Reproduce the lines of the records from the line containing "TARGET: misty hill" up to and including the last line of the records, keeping the requests as they are. Scale every coordinate in the answers by 2, rounding to whole numbers with halves going up, and give only those lines.

====== Data for this exercise

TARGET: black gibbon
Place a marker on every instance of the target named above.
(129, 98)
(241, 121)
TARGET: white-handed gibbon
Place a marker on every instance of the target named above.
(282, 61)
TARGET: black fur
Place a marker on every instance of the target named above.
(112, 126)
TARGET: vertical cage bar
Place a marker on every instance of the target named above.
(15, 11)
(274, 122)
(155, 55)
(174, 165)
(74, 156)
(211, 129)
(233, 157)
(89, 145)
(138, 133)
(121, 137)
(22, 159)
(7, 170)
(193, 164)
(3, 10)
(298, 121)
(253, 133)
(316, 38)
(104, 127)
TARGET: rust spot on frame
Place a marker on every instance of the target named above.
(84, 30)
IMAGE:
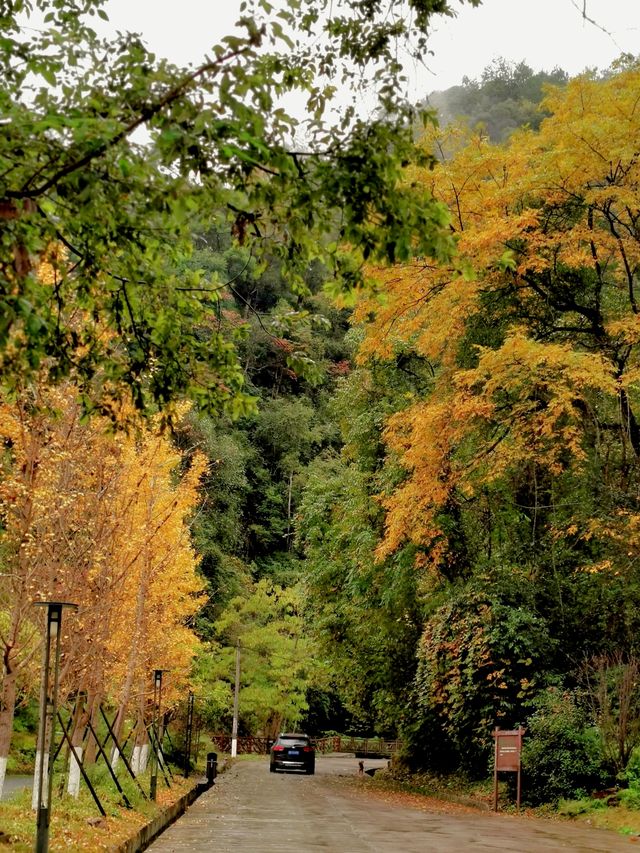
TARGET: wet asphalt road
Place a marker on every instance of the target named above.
(252, 811)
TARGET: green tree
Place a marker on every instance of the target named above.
(278, 663)
(114, 216)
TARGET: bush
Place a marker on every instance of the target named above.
(561, 755)
(630, 797)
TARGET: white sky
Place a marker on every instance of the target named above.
(544, 33)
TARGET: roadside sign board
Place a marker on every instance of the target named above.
(508, 746)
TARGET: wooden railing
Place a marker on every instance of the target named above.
(361, 746)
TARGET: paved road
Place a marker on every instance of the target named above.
(252, 811)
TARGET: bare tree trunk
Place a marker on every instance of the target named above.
(7, 707)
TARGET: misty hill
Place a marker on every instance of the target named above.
(506, 97)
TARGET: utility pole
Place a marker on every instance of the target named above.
(48, 717)
(234, 731)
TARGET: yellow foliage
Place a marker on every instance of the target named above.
(561, 204)
(102, 520)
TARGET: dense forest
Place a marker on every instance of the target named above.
(371, 416)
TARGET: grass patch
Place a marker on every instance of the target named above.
(76, 824)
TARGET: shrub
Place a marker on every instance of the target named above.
(561, 755)
(630, 797)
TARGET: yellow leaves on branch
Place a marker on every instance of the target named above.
(524, 402)
(100, 519)
(548, 230)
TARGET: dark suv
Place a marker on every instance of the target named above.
(293, 752)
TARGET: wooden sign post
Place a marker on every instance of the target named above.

============

**Answer to this task**.
TARGET: misty hill
Place a marker on every instance of the target named above.
(1012, 194)
TARGET: utility pole
Place a marker on every instance of the target named above.
(96, 1434)
(468, 1462)
TARGET: yellow foliage
Place a marker on every instance of the target named above.
(1122, 408)
(204, 1040)
TARGET: dense forest
Place a marker on every instance of the target named above.
(742, 832)
TARGET: grass patch
Place a marker on every instance of the target named above.
(152, 1648)
TARGET: shrub
Place a marker on every instance of the target named above.
(1122, 1510)
(1260, 1594)
TARGET: yellow leaves on branch
Place a marker on every instance of the target named above.
(1048, 804)
(200, 1038)
(1096, 460)
TARGET: dark suv
Place a marker on every instance of the target named above.
(586, 1504)
TARGET: wooden sign post
Place a marker on every instance of the target named above.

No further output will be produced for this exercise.